[Entries taken from a collection]
_ _ _
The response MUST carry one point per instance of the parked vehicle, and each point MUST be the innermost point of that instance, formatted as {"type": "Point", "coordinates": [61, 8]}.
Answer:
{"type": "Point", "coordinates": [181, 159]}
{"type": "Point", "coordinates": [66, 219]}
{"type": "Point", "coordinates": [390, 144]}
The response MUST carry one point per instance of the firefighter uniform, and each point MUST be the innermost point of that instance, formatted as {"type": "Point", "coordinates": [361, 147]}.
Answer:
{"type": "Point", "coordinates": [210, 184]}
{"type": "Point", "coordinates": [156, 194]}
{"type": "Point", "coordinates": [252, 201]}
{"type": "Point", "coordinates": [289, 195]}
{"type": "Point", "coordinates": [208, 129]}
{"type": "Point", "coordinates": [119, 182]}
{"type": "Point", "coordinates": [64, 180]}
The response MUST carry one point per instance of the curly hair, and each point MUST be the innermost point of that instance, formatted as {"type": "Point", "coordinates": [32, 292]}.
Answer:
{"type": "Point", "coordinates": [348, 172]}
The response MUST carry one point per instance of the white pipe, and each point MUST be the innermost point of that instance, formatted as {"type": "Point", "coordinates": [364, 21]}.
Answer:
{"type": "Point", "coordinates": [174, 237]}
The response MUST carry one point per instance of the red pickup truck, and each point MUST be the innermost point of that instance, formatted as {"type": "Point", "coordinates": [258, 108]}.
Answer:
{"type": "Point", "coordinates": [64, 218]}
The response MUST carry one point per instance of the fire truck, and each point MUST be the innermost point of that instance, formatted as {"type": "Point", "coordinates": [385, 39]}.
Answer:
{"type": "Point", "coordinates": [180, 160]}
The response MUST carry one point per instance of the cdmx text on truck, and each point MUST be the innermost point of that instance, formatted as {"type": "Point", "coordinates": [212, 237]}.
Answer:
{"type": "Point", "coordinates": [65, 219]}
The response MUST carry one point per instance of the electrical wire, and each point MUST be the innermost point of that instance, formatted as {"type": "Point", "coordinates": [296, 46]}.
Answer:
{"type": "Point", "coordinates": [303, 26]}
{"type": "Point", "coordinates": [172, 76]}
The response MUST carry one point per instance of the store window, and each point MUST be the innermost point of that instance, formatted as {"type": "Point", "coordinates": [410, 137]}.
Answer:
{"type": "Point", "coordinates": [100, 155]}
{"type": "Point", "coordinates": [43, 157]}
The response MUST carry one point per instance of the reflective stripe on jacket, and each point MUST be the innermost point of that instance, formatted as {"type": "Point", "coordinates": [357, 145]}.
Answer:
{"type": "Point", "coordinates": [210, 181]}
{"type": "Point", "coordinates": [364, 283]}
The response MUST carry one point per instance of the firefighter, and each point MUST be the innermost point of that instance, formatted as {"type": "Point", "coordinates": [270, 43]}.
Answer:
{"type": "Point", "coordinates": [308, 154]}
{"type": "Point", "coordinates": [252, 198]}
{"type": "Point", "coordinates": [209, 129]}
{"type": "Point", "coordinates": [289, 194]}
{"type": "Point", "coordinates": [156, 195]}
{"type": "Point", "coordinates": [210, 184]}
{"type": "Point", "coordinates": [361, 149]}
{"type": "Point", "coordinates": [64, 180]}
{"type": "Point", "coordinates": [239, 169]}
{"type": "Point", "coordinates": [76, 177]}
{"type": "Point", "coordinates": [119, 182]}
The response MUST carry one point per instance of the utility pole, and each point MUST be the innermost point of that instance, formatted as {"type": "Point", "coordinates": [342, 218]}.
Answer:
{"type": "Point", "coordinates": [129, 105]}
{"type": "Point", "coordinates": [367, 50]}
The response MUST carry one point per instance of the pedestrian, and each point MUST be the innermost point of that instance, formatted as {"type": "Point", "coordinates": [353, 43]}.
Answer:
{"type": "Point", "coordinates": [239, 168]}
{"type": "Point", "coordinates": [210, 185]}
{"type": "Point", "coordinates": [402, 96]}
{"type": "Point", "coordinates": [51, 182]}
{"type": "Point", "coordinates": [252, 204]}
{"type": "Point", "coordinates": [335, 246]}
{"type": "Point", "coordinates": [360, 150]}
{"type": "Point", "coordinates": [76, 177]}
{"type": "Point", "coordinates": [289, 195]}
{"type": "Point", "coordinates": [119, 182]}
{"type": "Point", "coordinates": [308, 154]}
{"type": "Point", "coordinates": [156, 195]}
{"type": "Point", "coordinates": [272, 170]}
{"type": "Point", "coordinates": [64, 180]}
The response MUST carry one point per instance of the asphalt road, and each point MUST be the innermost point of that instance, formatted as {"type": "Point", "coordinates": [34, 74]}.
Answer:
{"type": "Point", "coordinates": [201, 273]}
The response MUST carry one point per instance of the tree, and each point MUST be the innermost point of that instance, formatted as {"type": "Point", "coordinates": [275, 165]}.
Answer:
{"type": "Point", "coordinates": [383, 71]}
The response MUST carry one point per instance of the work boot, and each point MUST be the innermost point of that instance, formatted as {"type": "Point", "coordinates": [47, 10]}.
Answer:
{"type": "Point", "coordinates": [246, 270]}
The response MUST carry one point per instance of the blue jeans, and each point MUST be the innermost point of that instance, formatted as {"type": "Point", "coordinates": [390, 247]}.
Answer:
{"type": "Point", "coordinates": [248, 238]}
_ _ _
### What you need to do:
Transcribe, word for word, the data above from its first line through the line with "firefighter uniform, and", and include nothing else.

### Answer to this task:
The response MUST carry one point per instance of the parked vehicle, and each point MUST be the innermost point of that instance, formatted as {"type": "Point", "coordinates": [61, 8]}.
Answer:
{"type": "Point", "coordinates": [181, 159]}
{"type": "Point", "coordinates": [66, 219]}
{"type": "Point", "coordinates": [390, 144]}
The response MUST carry one point per instance of the firefighter uniform, and each point MUST be the innermost point of that instance, formatted as {"type": "Point", "coordinates": [361, 147]}.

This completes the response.